**** EXCERPTED PASSAGE

[Buddha-l] redwood trees, memory, and entity-ness

jkirk jkirk at spro.net
Fri Apr 22 11:03:43 MDT 2005


The New Yorker of Feb 14 & 21 has an astonishing article on US west coast
redwoods, their canopies, and the climbers who research them. Redwood tree
canopies are huge, integrated, often interlinked between-trees ecosystems
growing hosts of other organisms like ferns, saplings of other species,
huckleberry bushes, lichens, and creating fertile soil. Steve Sillett is the
tree scientist who took the article's author with him and his wife up to the
crown of a gigantic redwood. Reading the article I came across a bit that
startled me into thinking more broadly of co-dependent arising and how we of
the human species assume that our brand of consciousness is perhaps the only
one worth pondering.

Quoting from the article:
"...Do you really think of this tree as a kind of entity?" I asked.
"It's a being. It's a 'person" from a plant's point of view. Plants are very
different from animals, but they begin life with a sperm and an egg, the
same way we do. This organism has stood on this spot for as many as two
thousands years. Trees can't move so they have to figure out how to deal
with all of the things that can come and hurt them...Redwoods don't care if
they burn. After the fire...it just grew back."
"...A tree is not conscious, the way we are, but a tree has a perfect
memory. If you injure a tree, it's cambium--its living wood--will respond
and the tree will grow differently in response to the injury. The trunk of a
tree continually records everything that happens to it."

********
**** EXTRACTED RECORDS

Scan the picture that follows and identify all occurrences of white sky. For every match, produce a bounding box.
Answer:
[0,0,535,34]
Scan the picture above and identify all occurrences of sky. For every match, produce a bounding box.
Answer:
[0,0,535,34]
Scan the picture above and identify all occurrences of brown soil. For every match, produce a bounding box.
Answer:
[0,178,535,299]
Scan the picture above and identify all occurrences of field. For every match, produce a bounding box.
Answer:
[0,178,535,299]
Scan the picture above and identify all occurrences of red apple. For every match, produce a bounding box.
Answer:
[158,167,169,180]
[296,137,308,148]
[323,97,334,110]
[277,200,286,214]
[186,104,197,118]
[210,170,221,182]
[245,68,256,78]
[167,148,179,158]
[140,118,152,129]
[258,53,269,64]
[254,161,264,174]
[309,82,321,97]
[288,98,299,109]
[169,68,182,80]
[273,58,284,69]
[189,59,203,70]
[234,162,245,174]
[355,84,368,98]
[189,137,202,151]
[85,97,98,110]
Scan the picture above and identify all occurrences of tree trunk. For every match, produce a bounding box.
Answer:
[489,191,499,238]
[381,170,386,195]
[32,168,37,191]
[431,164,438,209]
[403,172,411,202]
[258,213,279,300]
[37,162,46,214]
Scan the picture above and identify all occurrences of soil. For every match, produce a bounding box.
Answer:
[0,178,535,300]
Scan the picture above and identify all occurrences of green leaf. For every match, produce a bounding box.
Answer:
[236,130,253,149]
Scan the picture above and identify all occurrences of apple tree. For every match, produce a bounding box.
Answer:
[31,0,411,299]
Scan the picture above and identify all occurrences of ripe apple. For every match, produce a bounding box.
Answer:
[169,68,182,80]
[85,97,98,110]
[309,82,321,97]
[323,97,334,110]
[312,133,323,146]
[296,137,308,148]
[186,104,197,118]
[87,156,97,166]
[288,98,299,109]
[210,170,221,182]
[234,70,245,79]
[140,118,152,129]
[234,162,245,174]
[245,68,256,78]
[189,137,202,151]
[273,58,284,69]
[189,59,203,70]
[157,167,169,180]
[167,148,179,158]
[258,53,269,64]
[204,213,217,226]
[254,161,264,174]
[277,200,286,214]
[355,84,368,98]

********

TASK BRIEF: How would you render this sentence from the post about redwood trees in Spanish: "Plants are very different from animals, but they begin life with a sperm and an egg, the same way we do."?

WRITTEN SOLUTION: Las plantas son muy diferentes de los animales, pero comienzan la vida con un espermatozoide y un óvulo, igual que nosotros.